Data taken from a collection:
· · · ·

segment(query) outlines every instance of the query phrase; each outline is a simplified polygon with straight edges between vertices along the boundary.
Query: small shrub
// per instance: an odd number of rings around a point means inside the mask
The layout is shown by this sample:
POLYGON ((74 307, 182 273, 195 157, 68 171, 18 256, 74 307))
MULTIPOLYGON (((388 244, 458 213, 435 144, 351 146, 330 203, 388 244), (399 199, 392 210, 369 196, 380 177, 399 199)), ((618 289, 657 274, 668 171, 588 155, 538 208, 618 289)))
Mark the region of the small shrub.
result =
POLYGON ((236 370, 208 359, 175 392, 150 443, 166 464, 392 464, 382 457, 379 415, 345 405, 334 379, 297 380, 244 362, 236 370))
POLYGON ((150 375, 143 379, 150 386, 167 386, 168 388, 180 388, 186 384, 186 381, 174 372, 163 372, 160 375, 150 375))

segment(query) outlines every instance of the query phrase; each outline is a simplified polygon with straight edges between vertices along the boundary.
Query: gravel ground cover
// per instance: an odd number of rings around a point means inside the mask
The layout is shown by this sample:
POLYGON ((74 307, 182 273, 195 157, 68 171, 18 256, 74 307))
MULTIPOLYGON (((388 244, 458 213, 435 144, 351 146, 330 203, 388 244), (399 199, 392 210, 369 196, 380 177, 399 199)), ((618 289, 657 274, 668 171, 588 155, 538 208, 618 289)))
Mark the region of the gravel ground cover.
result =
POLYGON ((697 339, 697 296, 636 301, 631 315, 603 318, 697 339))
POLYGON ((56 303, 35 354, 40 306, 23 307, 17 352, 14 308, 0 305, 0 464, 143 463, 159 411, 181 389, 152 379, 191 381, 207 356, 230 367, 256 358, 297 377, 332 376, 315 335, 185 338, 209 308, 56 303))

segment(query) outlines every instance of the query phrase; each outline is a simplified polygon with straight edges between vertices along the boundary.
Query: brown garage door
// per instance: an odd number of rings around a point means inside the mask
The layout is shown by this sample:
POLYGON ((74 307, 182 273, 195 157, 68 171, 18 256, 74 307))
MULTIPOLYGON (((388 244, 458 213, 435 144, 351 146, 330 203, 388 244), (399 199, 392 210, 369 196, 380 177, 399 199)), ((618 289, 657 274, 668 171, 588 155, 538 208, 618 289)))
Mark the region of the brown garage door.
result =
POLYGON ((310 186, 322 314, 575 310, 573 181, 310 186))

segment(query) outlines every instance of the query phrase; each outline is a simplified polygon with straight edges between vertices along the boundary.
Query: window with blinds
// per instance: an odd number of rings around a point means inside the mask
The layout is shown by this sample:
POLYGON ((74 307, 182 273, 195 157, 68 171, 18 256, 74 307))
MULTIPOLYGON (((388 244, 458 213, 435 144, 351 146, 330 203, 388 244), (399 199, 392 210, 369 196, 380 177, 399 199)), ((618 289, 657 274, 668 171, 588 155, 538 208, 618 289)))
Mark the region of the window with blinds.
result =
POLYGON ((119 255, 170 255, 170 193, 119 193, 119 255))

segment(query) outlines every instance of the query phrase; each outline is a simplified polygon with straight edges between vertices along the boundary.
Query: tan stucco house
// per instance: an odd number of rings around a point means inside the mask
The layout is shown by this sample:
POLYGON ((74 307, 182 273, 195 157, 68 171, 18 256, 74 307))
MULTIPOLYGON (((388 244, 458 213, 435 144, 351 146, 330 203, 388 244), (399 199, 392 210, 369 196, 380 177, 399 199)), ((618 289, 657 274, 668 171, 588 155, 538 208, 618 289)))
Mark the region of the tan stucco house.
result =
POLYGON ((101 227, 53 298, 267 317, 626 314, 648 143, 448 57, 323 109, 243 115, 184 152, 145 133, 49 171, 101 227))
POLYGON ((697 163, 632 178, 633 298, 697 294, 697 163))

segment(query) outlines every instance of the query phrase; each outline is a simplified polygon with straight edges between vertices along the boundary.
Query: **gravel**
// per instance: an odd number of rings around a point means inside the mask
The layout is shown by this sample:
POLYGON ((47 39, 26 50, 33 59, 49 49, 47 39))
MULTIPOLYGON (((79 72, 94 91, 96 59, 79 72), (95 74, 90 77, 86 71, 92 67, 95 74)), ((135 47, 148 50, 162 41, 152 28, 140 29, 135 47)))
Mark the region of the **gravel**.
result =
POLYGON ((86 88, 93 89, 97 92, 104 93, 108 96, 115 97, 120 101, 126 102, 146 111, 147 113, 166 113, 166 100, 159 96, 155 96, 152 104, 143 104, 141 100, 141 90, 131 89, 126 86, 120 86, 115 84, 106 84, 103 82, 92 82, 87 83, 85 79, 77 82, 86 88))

· · · ·

## PROBLEM REQUIREMENTS
Please count the lines in the items above that contain the word "small", with case counting, and give only that number.

## THE SOLUTION
2